GIVEN INSTRUCTION >>
Select every line of the entries below that contains the word "moss", and copy each one.
start SUPPLIED RECORDS
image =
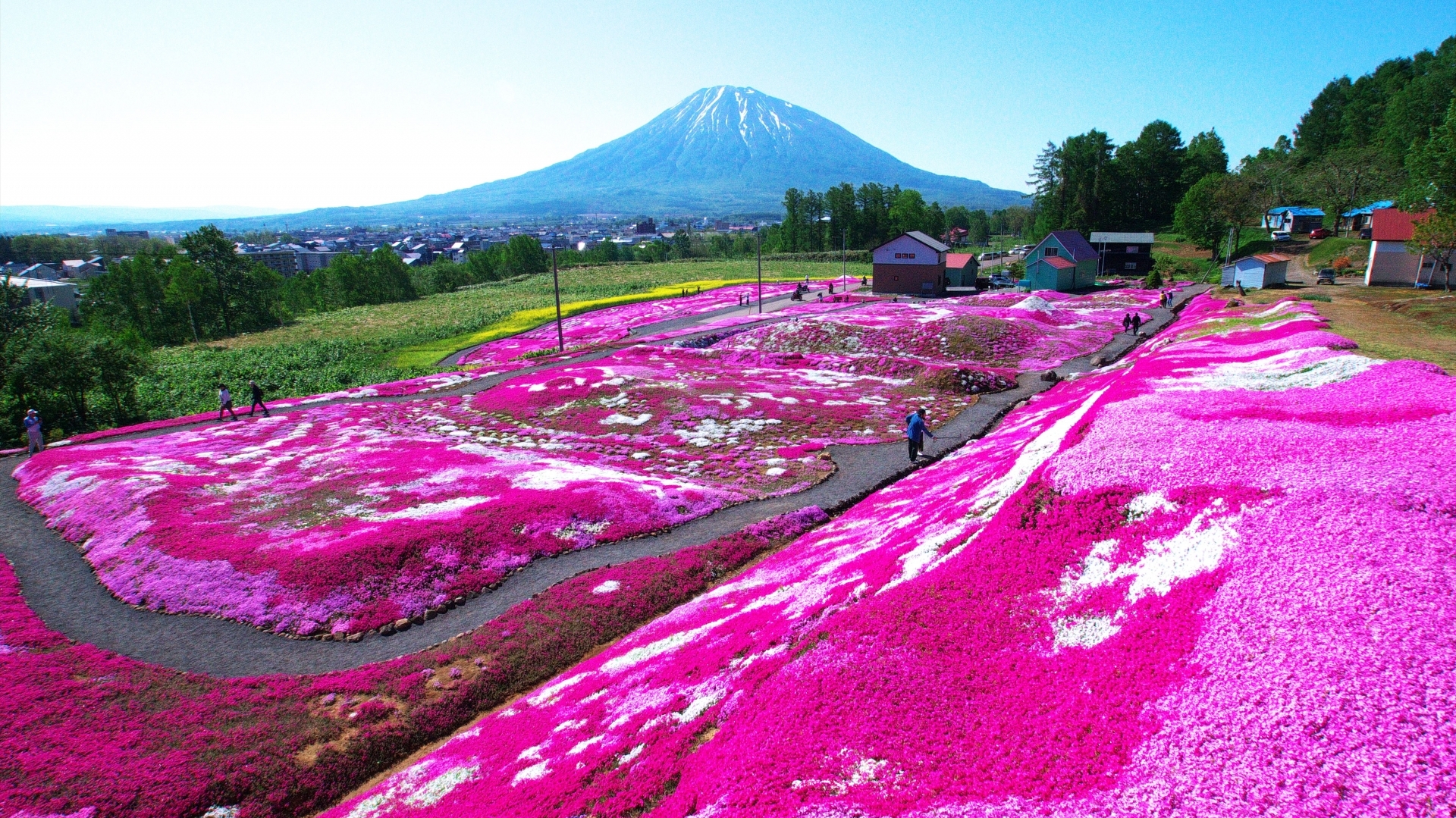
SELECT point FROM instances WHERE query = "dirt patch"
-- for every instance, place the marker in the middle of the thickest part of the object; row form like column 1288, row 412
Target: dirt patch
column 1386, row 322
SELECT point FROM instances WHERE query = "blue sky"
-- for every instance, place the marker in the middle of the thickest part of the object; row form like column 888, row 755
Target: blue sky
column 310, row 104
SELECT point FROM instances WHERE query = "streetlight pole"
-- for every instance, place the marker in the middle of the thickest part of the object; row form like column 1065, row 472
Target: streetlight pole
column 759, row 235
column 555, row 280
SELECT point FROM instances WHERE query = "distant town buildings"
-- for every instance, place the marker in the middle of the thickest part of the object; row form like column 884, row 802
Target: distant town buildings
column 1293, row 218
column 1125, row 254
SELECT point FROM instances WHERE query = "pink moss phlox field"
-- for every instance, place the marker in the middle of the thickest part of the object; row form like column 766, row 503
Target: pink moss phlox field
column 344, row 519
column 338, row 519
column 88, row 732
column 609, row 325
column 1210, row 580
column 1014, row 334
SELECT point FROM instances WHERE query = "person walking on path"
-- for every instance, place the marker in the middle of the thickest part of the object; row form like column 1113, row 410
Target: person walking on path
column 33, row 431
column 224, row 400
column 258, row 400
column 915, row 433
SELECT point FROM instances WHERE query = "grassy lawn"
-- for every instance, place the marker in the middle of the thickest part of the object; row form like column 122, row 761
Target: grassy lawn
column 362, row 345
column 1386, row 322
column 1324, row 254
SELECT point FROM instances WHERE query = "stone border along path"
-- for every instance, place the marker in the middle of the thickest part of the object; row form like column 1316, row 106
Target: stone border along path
end SUPPLIED RECORDS
EXERCISE RESPONSE >>
SELECT point FROM instances WHERE query = "pink moss phlox field"
Target: pink moss phlox field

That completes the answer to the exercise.